## Compito da svolgere
Rispondi a queste domande sulla sentenza della Cassazione che trovi più sotto, una riga per risposta:
(a) Chi era il presidente del collegio?
(b) Quale avvocato rappresentava e difendeva D.F.C.?
(c) Qual era la somma complessiva del decreto ingiuntivo del Giudice di Pace di Soave?

## Testo fornito
◆ ◆ ◆

LA CORTE SUPREMA DI CASSAZIONE

SEZIONE SECONDA CIVILE

Composta dagli Ill.mi Sigg.ri Magistrati:

Dott. BUCCIANTE Ettore – Presidente –

Dott. MIGLIUCCI Emilio – Consigliere –

Dott. D’ASCOLA Pasquale – Consigliere –

Dott. COSENTINO Antonello – Consigliere –

Dott. SCARPA Antonio – rel. Consigliere –

ha pronunciato la seguente:

SENTENZA

sul ricorso 15736-2012 proposto da:

S.I., M.R., rappresentati e difesi dall’avvocato

MAURO CASELOTTI;

– ricorrenti –

contro

D.F.C., rappresentato e difeso dall’avvocato Giuseppe

Frigotto;

– controricorrente –

avverso la sentenza n. 229/2011 del TRIBUNALE SEDE DISTACCATA DI

SOAVE, depositata il 29/11/2011;

udita la relazione della causa svolta nella pubblica udienza del

28/09/2016 dal Consigliere Dott. ANTONIO SCARPA;

udito l’Avvocato;

udito il P.M. in persona del Sostituto Procuratore Generale Dott. DE

AUGUSTINIS Umberto, che ha concluso per l’inammissibilità o il

rigetto del ricorso.

Fatto

SVOLGIMENTO DEL PROCESSO

Il Giudice di Pace di Soave, in data 26 ottobre 2009, pronunciava decreto ingiuntivo n. 462/2009 su domanda di D.F.C. nei confronti di M.R. e S.I. per il pagamento della somma complessiva di Euro 1.909,40, pari ad Euro 950,70 per ciascuno degli intimati, oltre interessi. L’istante D.F. richiedeva l’importo ingiunto a titolo di ripetizione pro quota del compenso liquidato al consulente tecnico d’ufficio nominato nella causa civile svoltasi davanti al Tribunale di Verona, compenso che con decreto del 15 luglio 2006 era stato provvisoriamente posto a carico solidale “degli attori” (quali, appunto, D.F.C., M.R., S.I. e tale P.G.) e pagato in via esecutiva dal medesimo D.F., a seguito del pignoramento eseguito nei suoi confronti dal CTU.

◆ ◆ ◆

## Materiale fornito
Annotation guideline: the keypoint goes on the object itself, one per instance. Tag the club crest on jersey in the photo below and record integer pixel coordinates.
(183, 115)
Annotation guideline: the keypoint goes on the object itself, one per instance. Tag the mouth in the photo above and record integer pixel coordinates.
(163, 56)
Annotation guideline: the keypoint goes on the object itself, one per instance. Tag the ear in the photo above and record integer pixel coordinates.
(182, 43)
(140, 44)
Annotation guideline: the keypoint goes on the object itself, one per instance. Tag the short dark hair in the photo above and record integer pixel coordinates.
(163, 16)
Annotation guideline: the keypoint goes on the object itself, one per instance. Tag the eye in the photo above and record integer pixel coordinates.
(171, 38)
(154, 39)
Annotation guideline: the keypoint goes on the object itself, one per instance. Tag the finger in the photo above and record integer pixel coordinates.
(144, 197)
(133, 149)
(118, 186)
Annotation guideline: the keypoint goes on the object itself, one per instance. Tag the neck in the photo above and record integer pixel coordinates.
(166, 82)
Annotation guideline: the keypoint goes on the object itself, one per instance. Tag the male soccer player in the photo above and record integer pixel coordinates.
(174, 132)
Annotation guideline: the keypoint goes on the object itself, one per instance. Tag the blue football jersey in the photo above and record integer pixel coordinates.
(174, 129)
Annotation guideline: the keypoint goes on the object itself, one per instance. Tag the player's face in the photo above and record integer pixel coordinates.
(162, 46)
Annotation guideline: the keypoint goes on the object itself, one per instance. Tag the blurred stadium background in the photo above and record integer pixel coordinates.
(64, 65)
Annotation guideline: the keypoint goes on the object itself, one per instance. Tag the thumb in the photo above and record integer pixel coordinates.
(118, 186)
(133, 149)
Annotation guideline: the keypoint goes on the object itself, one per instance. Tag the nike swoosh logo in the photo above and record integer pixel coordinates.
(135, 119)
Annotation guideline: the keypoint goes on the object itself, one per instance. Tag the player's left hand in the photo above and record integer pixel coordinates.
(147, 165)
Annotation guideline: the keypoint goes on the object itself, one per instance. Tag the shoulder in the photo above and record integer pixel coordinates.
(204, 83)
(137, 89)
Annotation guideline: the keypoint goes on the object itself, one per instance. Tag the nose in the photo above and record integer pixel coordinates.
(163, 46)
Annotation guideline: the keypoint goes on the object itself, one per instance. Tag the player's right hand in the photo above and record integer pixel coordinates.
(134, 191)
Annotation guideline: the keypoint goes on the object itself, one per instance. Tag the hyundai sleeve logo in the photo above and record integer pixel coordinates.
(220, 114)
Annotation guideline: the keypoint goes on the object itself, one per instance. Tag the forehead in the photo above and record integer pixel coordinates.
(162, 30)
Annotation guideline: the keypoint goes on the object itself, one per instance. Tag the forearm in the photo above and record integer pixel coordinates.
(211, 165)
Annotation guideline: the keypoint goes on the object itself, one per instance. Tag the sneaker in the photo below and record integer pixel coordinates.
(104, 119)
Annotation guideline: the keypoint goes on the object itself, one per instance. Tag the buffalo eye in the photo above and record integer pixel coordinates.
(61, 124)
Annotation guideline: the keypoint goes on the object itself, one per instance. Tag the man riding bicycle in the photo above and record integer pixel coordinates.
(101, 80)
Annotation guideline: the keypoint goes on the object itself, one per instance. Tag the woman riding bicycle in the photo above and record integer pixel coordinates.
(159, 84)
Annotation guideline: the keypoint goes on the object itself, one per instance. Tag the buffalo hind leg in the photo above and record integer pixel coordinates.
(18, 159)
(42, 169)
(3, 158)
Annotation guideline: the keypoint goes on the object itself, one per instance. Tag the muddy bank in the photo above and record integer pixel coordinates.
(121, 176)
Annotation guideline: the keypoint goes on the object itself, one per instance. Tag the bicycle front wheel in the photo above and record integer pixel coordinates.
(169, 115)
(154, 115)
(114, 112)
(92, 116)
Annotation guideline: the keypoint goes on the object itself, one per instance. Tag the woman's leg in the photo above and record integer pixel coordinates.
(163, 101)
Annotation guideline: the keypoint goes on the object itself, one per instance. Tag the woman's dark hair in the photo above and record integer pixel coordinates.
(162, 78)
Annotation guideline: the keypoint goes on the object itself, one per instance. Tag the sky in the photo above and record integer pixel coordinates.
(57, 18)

◆ ◆ ◆

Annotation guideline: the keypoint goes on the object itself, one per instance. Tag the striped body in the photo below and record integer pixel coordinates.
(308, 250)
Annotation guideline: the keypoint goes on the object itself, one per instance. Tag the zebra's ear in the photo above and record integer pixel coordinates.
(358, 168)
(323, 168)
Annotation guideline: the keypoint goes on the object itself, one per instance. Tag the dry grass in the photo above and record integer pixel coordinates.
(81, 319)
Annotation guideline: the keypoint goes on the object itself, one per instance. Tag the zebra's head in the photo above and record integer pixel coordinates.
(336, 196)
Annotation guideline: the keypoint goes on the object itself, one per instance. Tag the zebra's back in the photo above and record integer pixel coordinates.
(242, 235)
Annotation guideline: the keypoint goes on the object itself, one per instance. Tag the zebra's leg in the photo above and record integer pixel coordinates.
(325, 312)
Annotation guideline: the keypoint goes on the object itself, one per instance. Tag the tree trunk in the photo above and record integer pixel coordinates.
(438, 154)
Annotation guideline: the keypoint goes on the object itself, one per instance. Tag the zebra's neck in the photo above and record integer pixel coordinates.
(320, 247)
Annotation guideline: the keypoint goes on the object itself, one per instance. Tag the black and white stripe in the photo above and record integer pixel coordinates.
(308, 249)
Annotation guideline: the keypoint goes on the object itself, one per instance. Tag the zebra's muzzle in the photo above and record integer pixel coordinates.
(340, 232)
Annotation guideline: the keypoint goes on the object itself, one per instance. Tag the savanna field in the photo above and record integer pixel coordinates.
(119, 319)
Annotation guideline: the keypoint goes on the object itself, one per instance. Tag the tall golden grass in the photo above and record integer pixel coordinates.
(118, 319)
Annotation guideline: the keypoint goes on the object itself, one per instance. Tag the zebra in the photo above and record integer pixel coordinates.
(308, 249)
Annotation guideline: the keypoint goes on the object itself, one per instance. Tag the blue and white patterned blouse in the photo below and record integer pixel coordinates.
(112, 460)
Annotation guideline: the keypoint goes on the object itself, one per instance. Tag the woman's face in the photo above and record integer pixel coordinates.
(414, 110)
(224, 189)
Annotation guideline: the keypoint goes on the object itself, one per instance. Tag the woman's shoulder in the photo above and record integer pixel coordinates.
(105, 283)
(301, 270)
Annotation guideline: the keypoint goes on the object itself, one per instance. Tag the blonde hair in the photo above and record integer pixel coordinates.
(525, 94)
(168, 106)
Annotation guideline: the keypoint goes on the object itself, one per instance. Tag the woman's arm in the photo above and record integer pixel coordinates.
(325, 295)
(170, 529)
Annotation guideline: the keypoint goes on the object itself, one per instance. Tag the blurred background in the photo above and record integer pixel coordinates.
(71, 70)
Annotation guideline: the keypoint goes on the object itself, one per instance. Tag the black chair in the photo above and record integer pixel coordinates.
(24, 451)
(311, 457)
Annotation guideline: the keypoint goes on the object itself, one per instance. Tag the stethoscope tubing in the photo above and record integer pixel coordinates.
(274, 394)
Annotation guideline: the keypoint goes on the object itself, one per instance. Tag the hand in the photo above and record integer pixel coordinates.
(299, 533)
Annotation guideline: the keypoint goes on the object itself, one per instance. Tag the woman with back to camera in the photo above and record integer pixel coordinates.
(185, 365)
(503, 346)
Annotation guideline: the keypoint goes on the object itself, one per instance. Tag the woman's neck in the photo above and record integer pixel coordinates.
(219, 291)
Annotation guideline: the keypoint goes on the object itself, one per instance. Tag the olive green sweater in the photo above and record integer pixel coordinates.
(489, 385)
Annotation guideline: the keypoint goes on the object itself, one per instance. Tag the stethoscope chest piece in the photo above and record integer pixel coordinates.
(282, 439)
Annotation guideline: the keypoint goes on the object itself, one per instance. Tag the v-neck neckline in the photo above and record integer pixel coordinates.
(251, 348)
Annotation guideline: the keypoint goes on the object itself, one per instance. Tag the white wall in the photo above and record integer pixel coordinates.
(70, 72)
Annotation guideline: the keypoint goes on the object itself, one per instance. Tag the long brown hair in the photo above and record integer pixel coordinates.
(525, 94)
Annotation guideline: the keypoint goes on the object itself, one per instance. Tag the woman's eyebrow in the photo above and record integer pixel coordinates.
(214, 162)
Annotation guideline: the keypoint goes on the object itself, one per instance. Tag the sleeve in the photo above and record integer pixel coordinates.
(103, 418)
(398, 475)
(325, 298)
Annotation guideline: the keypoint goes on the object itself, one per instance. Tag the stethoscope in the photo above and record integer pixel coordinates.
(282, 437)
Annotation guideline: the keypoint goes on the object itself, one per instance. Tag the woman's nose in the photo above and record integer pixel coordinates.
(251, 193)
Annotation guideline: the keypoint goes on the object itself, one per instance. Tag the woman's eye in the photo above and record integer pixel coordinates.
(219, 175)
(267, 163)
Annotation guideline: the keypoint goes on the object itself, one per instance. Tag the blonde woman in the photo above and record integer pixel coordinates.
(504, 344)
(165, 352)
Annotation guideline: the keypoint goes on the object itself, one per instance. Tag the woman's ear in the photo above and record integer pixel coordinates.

◆ ◆ ◆

## Risposta al compito
(a) Ettore Bucciante
(b) Giuseppe Frigotto
(c) Euro 1.909,40